§ **Work item**:
Once the line holding "[mark] the black pants" is found, output it and all remaining lines of the data exactly, with every picture left out.

[Referring expression pointing data]
= Beginning of Section =

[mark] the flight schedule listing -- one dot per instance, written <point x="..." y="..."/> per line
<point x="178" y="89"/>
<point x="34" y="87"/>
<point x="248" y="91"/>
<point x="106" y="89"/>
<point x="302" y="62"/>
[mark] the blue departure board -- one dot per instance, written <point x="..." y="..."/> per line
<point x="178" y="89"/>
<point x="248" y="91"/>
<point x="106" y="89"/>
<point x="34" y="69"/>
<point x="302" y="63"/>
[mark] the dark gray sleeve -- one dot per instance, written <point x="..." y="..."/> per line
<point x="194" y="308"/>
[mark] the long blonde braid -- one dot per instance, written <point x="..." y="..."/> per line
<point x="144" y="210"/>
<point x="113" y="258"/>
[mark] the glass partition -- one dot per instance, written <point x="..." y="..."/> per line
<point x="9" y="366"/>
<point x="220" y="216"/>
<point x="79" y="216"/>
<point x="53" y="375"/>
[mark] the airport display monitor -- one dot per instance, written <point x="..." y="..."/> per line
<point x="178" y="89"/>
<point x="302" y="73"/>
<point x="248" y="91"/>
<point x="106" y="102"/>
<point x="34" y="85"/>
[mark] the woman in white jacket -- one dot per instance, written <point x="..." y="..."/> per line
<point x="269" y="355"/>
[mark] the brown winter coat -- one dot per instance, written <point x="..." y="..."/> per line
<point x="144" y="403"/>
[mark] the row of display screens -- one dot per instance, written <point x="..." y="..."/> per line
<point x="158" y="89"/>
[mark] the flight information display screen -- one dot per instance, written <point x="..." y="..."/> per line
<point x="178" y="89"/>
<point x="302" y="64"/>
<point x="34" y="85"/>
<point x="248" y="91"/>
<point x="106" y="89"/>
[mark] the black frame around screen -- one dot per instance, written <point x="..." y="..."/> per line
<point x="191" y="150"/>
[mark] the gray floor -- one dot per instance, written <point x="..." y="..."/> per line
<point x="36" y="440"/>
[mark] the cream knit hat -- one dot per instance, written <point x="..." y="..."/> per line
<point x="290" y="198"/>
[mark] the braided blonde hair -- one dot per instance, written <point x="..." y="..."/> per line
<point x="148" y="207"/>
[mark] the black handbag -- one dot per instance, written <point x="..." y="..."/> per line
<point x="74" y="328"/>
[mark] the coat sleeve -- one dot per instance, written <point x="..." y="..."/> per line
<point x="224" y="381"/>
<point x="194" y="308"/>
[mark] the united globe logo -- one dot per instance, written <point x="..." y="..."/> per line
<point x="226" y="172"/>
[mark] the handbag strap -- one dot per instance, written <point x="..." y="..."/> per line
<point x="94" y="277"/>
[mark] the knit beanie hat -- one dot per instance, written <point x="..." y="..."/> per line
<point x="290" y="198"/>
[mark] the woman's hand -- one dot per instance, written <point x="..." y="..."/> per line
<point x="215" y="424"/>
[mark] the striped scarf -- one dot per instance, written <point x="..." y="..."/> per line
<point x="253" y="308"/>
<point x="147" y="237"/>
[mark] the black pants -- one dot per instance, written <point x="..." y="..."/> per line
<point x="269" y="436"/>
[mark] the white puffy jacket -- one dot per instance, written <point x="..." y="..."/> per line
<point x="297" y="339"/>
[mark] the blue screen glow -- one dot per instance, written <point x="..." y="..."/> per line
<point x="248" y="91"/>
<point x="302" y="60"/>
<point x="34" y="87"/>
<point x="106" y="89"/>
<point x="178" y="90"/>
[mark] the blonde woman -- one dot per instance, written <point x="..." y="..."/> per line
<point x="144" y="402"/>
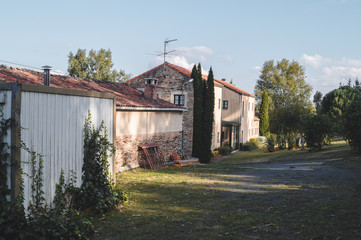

= End of Section =

§ **Reply**:
[mark] the black pants -- one dot per instance, written <point x="..." y="..."/> per line
<point x="269" y="436"/>
[mark] the white puffy jacket -- one dot per instance, written <point x="..." y="..."/> per line
<point x="297" y="339"/>
[mark] the blue screen glow -- one dot per instance, written <point x="..." y="..."/> per line
<point x="248" y="91"/>
<point x="302" y="60"/>
<point x="34" y="87"/>
<point x="106" y="89"/>
<point x="178" y="90"/>
[mark] the blonde woman -- one dot per instance, written <point x="..." y="..."/> per line
<point x="144" y="402"/>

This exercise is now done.